**WHAT TO PRODUCE**
Write the next part of the blog post about job hunting after college and a trip through Southeast Asia, starting right after its final sentence.

Speaking of fun, my latest interview–just taking place today, for a job in my home town I actually would enjoy–was a new experience for me. I was interviewed by four women who worked there, one of whom informed me it was “the funnest interview they’d ever had.” (No, I didn’t correct her grammar, although I desperately wanted to–it’s a compulsion).

It is a compliment, of which I am very grateful for (it’s nice to be fun after I spent many of my adolescent years painfully shy–I guess traveling has beaten that out of me) but I’m not sure what this means for the job. It’s a coveted position–over 200 applicants–and I don’t have specific experience, just the general variety, so I’m not sure what kind of chance I have. And I’m don’t know if “fun” is an adjective many would use to describe their ideal receptionist (even one at an animal hospital), but when I think about it, that’s really the only kind of receptionist I would want to be, anyway.

Blame the Economy

courtesy of FSU

You might be wondering how I found myself, broke, living in my parent’s basement, with a college degree freshly arrived in the mail and five different loan companies sending me love notes/hate mail.

Well, I suppose when you add that “Bachelor of Arts” then “English” are the words on that degree, I become somewhat of a cliche. Oh, and the words “Montana State University” don’t exactly make the prestigious folk of the world come a-knocking.

But I am really okay with all of this, because upon the completion of said degree in August, I hit the skies and spent almost three months in Southeast Asia, specifically Thailand, Laos, Cambodia, Vietnam, and even several layovers in Seoul, South Korea. Hence the now-I’m-broke conundrum.

It seems a small price to pay to now be jobless and back at the ‘rents to have been given all those sights and stories to add to my life-experience arsenal.

Of course, prior to embarking on this trip, I figured I would come back, find a job, and begin my career, or at least my starter career. I didn’t bank on the terrible economy awaiting me upon my return, that was, ironically, terrible before I left too. (I hear that all over the country, many bright young things like myself are facing this same issue, and my mother assures me that I’m overqualified for all of these positions…who knew I would sometimes wish to be merely qualified?).

**EXTRACTED ENTRIES**
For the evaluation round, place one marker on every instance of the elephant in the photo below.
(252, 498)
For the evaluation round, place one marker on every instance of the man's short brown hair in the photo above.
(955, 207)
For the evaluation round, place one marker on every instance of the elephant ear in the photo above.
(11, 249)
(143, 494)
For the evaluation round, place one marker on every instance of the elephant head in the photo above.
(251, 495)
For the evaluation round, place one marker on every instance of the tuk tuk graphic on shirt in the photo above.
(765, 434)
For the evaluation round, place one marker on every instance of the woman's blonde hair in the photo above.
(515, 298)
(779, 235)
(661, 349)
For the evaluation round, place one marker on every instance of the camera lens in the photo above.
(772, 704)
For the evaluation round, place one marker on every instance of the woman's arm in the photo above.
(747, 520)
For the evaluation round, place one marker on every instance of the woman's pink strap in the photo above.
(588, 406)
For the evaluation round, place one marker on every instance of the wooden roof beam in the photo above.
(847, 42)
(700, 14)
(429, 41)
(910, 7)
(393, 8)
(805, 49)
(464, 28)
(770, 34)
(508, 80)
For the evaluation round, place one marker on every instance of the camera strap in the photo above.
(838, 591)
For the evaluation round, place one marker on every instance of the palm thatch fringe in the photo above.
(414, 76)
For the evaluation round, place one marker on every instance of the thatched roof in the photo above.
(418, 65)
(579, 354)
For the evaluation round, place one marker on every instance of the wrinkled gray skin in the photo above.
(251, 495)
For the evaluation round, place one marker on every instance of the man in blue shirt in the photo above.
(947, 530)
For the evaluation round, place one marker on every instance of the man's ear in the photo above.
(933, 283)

**OUTPUT FOR THIS TASK**
Instead of my grand post-travel plan working out nicely (I still have never learned that my plans have a way of falling apart and laughing at me), I’ve spent months on countless interviews, filling out application after application only to be denied an interview or, as often the case in online applications, I don’t even pass their endless, annoying surveys filled with questions like: “When growing up, you never lied to your parents. Answers as follows: Strongly Disagree, Slightly Disagree, Neutral/Not Sure, Slightly Agree, Strongly Agree.”

Well, I answered “Neutral/Not Sure” and that’s probably why I failed the job questionnaire. (I was a good kidI didn’t drink, I barely dated, and I didn’t smoke in the backyard with the dog like my brother–but even I, model Girl Scout and competitive swimmer, snuck out at least once. Although compared to my sister I’m quite the rebel).

It gets me wondering about the future of America. If I, a fairly well-educated, well-traveled and intelligent young woman fail the questionnaire at the Hilton Family Jobs website (desperate), a bright girl without any felonies or any other kind of criminal record rather than several parking tickets, who exactly are they hiring?

Although, they also included some math questions on the thing, so that could have been my downfall as well.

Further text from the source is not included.